Problem to work on -
Copy out the records in full, word for word, without pictures.

Items listed in a dataset:

────

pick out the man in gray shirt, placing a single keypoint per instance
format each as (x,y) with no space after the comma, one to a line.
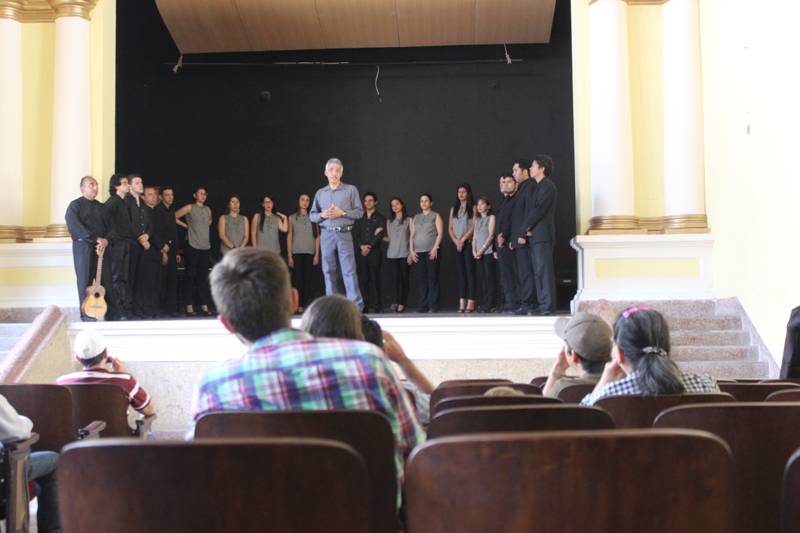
(336,208)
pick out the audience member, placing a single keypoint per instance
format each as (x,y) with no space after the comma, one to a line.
(640,362)
(586,350)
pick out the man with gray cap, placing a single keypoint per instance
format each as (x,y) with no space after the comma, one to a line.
(90,351)
(586,350)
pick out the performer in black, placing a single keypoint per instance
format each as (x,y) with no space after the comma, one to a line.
(368,234)
(89,225)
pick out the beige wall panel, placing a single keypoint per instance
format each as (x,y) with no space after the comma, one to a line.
(444,22)
(199,26)
(281,24)
(513,21)
(358,23)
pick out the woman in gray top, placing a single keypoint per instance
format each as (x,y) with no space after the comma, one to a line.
(234,229)
(483,252)
(427,230)
(302,247)
(460,229)
(197,250)
(265,227)
(398,231)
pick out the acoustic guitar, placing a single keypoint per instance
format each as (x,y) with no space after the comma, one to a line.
(95,303)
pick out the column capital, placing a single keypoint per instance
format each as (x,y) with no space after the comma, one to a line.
(11,9)
(72,8)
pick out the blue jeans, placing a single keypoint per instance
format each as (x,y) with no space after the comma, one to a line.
(42,468)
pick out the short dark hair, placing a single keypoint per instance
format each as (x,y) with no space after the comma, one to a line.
(251,290)
(544,161)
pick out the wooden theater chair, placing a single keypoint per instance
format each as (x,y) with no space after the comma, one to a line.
(623,480)
(269,485)
(368,432)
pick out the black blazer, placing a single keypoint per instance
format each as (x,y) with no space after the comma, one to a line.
(541,215)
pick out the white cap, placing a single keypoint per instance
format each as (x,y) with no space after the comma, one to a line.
(89,343)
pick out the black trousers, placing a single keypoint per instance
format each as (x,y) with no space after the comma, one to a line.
(542,258)
(429,292)
(508,277)
(84,258)
(526,287)
(465,270)
(399,270)
(197,262)
(368,270)
(487,269)
(119,255)
(303,277)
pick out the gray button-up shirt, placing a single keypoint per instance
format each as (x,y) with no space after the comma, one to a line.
(344,196)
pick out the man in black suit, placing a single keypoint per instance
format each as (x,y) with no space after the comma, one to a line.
(541,231)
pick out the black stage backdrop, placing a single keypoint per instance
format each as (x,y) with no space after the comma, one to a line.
(239,124)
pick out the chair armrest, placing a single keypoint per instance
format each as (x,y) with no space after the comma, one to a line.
(143,426)
(92,431)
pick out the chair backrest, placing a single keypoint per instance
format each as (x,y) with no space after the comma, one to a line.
(368,432)
(788,395)
(101,401)
(754,392)
(762,437)
(474,389)
(637,411)
(517,418)
(50,409)
(575,393)
(534,481)
(212,485)
(458,402)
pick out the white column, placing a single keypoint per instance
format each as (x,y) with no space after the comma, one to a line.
(72,151)
(684,176)
(612,136)
(10,113)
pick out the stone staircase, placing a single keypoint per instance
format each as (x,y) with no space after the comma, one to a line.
(708,338)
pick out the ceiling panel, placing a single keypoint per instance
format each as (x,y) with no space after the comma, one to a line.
(436,23)
(201,26)
(281,24)
(358,23)
(513,21)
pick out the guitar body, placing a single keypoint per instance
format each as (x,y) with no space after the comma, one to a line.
(94,305)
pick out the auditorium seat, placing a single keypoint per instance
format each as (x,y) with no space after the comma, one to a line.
(103,401)
(472,389)
(762,437)
(130,486)
(517,418)
(368,432)
(571,481)
(457,402)
(50,409)
(575,393)
(638,411)
(754,392)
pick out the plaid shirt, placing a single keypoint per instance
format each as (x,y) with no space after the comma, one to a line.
(290,369)
(630,385)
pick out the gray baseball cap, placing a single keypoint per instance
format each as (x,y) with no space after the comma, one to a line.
(587,334)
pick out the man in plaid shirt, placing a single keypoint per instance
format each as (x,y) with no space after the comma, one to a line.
(288,369)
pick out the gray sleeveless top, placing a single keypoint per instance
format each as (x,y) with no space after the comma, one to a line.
(197,219)
(234,231)
(425,232)
(267,237)
(462,221)
(482,233)
(303,241)
(398,239)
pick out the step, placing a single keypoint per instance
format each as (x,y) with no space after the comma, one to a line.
(720,323)
(709,338)
(714,353)
(728,370)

────

Exercise output -
pick out the man in gray shirt, placing a single keypoint per instance
format each as (x,y) with no space after the comma, one to a line.
(336,208)
pick out the audience member, placing a single keypoint per instance
format each as (x,y) with no space after the comma, one to a line.
(640,362)
(586,350)
pick out the man with gray cap, placing a single keypoint per instance
format each as (x,y) with no space after the comma, one to a line.
(90,351)
(586,350)
pick out the performer in black, placing a single keypoint per instance
format each as (x,y) with no space after the comma, one to a line.
(368,234)
(89,225)
pick out the beige wall panel, placing a single keypoint per instance
format each as (x,y) with no space after the comma, one to a line.
(444,22)
(199,26)
(281,24)
(513,21)
(358,23)
pick out the woman in gray top, placing a single keypoint per instance
format each as (x,y) with no space after the comma, one to a line.
(234,229)
(483,252)
(427,230)
(302,247)
(460,229)
(197,250)
(265,227)
(398,231)
pick out the acoustic guitar, placing a single keypoint per instance
format each as (x,y) with no space after the comma, one to a line.
(95,303)
pick out the column capital, placing a single keypoint per instance
format each as (x,y) with no space after the comma, one to a line.
(11,9)
(72,8)
pick out the blue jeans, placing a single keypoint per instance
format each as (x,y) with no space after the comma, one to a line.
(42,468)
pick out the short dark hair, placing a single keypoint per instance
format each as (x,y) with no space after the comma, one to a line.
(251,290)
(544,161)
pick out the wooden theater chair, placing a single keypoint per instance
format each as (x,y) with no space after the comma, one to a line.
(623,480)
(269,485)
(368,432)
pick out the black blazer, placing a single keypoint per instance
format each as (x,y) with no space after the comma, one to a line.
(541,215)
pick out the white cap, placing a single keypoint per instance
format each as (x,y) with no space after the comma, one to a line.
(89,343)
pick out the black trousers, placing a single keypoint per instance
format each as (x,y) with no space after the comma, one to a line.
(542,258)
(429,292)
(508,277)
(84,258)
(526,287)
(465,270)
(399,270)
(197,262)
(368,270)
(487,269)
(119,255)
(303,277)
pick out the gray button-up shirt, placing a single keypoint per instance
format each as (x,y) with no space after the comma, one to a line.
(344,196)
pick out the man in black suit, placing a single keypoint per instance
format each as (x,y) with no space after the comma, one to a line.
(541,231)
pick out the black stage backdrop, placing a single keypoint per instance
format each as (x,y) with no space after the comma, one to a line.
(239,124)
pick out the chair armrest, placing a single keypoint per instance
format each as (x,y) with no space after the comma, one to a line.
(143,426)
(92,431)
pick out the chair backrest, placing a single keypoint per instance
format each as (x,y) with no space after the comma, one to a line.
(368,432)
(788,395)
(101,401)
(754,392)
(762,437)
(474,389)
(637,411)
(517,418)
(50,409)
(575,393)
(534,481)
(212,485)
(458,402)
pick out the white column, placing a single keypoint per instance
format each as (x,y) with no space after the comma, one to a line.
(72,151)
(684,176)
(612,136)
(10,113)
pick out the stone staircase, placing a single keypoint per instance
format each as (x,y) with no space after the comma, one to a line.
(708,338)
pick out the ceiling panel, placing a single keypoint per instance
format each as (x,y) with no space after the comma, one to a line.
(436,23)
(201,26)
(281,24)
(358,23)
(513,21)
pick out the guitar body, placing a single keypoint per instance
format each as (x,y) with no space after the comma, one to a line.
(94,305)
pick out the auditorium seat, placing a single keypoint per instance
format each as (x,y) with no space after the comma, one to a line.
(103,401)
(472,389)
(762,437)
(130,486)
(517,418)
(368,432)
(571,481)
(457,402)
(50,409)
(575,393)
(638,411)
(754,392)
pick out the plaid shirt, placing a single keypoint per instance
format each as (x,y) with no space after the comma, one to a line.
(290,369)
(630,385)
pick out the gray baseball cap, placing a single keypoint per instance
format each as (x,y) with no space after the comma, one to a line.
(587,334)
pick out the man in plaid shirt, placing a single keypoint per instance
format each as (x,y) with no space after the comma, one to a line.
(288,369)
pick out the gray sleeveless top, placing a single keypoint per instance
format each as (x,y) with no space after the comma, one to a line.
(197,219)
(234,231)
(425,232)
(267,237)
(462,221)
(482,233)
(303,241)
(398,239)
pick out the step, placing a single keypoint per instance
format each as (x,y) with no space after the comma, one to a line.
(720,323)
(709,338)
(714,353)
(728,370)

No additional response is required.